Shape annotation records
========================

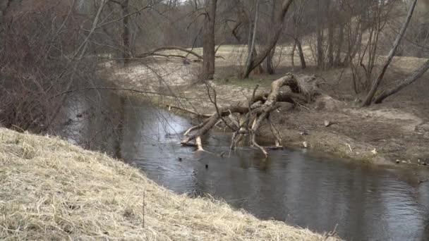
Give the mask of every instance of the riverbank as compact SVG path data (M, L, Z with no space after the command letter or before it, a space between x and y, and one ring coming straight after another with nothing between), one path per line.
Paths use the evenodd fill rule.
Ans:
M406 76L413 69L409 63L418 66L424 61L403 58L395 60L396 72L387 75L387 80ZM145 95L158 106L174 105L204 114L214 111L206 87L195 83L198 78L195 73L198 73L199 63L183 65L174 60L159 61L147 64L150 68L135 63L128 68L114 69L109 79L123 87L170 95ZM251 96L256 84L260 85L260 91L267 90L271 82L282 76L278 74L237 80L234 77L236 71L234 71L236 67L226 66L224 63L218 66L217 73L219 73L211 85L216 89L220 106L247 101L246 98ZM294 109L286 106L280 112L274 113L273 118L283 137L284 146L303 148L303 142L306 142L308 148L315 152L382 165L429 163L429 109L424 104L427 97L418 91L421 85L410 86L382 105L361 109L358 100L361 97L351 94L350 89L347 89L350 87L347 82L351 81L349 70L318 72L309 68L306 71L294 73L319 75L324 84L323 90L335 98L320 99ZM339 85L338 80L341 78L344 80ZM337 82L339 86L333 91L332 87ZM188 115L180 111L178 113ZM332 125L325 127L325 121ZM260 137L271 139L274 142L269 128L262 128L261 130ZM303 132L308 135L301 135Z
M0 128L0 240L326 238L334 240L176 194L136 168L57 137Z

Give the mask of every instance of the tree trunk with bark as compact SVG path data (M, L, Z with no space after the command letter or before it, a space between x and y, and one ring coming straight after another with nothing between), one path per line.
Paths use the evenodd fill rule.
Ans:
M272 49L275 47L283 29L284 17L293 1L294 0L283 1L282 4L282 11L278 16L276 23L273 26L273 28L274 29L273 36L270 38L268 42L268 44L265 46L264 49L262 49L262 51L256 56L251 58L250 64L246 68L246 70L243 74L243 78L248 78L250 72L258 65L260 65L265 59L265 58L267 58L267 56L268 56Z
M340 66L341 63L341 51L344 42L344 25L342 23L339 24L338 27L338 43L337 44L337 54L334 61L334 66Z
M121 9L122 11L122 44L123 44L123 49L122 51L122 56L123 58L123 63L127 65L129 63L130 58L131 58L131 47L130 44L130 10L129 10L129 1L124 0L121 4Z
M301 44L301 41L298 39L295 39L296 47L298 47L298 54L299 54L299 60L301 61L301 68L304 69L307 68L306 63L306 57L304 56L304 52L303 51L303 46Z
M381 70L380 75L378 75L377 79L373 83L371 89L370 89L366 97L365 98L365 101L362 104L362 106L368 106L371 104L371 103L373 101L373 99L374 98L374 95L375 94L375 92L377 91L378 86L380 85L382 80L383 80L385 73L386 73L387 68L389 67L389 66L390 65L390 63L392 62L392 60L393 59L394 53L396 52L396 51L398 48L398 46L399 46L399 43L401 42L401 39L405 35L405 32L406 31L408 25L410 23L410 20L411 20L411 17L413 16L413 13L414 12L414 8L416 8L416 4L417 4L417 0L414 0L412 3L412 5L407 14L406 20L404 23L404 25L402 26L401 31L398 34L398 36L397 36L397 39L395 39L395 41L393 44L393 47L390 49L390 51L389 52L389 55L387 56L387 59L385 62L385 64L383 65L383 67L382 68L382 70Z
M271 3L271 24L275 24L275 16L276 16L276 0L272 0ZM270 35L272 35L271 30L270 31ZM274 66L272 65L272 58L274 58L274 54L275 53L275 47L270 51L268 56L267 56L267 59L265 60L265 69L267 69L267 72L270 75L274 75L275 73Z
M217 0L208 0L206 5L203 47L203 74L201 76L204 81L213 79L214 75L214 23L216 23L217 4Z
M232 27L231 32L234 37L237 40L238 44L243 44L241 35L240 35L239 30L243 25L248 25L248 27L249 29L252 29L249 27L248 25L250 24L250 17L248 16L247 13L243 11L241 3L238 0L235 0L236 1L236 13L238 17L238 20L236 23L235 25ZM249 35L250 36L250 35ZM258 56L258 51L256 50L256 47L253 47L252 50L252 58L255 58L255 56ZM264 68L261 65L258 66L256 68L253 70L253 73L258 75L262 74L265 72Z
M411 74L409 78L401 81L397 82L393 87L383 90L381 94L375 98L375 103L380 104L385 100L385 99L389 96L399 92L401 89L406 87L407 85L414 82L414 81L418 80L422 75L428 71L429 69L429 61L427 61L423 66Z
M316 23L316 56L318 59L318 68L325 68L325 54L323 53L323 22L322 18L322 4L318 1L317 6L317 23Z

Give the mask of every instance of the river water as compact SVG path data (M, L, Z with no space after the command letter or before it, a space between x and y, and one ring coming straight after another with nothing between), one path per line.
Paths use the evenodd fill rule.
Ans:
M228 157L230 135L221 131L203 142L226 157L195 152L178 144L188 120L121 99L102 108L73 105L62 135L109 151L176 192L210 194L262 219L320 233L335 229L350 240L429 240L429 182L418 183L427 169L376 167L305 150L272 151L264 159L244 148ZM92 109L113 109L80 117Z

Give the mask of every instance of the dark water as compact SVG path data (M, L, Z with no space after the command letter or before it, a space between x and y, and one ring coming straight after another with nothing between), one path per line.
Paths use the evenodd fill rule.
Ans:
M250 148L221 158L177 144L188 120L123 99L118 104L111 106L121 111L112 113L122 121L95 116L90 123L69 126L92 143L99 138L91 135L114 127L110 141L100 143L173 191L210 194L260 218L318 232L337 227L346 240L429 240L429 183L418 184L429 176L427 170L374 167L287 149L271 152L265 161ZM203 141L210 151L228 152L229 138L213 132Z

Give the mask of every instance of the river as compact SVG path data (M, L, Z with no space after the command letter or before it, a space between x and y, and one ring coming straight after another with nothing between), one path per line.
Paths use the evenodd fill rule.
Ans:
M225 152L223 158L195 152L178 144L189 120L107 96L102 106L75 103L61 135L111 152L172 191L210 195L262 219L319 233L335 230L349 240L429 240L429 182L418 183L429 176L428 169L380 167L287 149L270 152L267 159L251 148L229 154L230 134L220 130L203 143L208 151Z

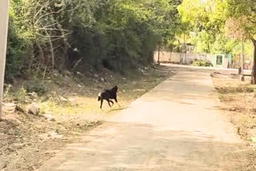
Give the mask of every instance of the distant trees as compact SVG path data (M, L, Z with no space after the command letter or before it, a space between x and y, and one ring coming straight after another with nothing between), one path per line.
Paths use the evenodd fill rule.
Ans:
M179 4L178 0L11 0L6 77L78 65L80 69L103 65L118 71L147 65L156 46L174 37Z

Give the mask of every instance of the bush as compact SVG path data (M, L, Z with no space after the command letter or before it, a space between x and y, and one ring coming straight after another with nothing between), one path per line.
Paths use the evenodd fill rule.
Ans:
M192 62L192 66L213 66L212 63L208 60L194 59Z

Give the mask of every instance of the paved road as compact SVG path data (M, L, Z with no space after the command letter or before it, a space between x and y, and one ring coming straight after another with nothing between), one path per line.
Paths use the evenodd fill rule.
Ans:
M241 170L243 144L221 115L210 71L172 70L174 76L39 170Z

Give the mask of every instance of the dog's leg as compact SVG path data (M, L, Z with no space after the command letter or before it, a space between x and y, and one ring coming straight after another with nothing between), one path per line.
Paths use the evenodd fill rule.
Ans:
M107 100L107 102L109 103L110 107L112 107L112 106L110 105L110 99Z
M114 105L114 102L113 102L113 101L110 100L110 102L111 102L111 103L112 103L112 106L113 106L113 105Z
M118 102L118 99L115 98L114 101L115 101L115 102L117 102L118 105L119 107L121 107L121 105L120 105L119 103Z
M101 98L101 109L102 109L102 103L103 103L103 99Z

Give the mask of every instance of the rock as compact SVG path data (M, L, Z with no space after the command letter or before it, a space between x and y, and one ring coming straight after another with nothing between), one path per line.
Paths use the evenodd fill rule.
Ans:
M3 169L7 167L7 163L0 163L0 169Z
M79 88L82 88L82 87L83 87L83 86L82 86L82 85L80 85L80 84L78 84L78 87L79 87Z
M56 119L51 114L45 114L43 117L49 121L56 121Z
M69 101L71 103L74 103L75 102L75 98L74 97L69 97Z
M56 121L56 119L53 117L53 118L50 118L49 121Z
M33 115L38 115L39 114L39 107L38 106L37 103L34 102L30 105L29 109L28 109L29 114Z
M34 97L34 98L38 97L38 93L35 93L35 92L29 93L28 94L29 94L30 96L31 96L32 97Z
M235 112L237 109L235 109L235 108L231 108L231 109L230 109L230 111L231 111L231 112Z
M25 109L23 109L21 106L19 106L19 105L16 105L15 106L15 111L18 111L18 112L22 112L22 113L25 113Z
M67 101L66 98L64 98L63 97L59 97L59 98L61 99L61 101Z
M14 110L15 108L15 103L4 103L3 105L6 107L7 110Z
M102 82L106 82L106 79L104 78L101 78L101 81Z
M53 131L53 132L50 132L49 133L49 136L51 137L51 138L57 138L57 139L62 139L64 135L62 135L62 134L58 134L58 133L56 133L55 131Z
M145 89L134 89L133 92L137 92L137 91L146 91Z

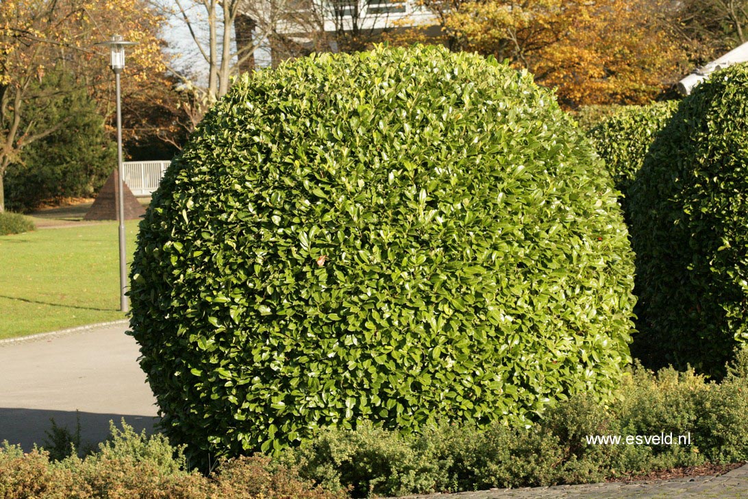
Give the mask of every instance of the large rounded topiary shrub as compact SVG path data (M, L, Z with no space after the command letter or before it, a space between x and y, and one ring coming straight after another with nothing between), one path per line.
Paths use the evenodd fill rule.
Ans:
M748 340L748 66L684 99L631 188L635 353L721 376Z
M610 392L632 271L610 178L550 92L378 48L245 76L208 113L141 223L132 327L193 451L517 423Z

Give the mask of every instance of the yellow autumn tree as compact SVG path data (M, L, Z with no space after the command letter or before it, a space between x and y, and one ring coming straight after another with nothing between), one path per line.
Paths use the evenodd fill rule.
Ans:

========================

- Prompt -
Copy out the lines of the records from the one containing "Give the mask of every instance of the dog's" through the one containing "M114 105L114 102L113", reproducing each character for character.

- Expected output -
Give the mask of every instance of the dog's leg as compact SVG path data (M, L, Z with no space after the command letter or before it, a space between x and y, and one ring coming straight after another with nothing between), one path per line.
Paths use the evenodd fill rule.
Ans:
M107 100L107 102L109 103L110 107L112 107L112 106L110 105L110 99Z
M114 105L114 102L113 102L113 101L110 100L110 102L111 102L111 103L112 103L112 106L113 106L113 105Z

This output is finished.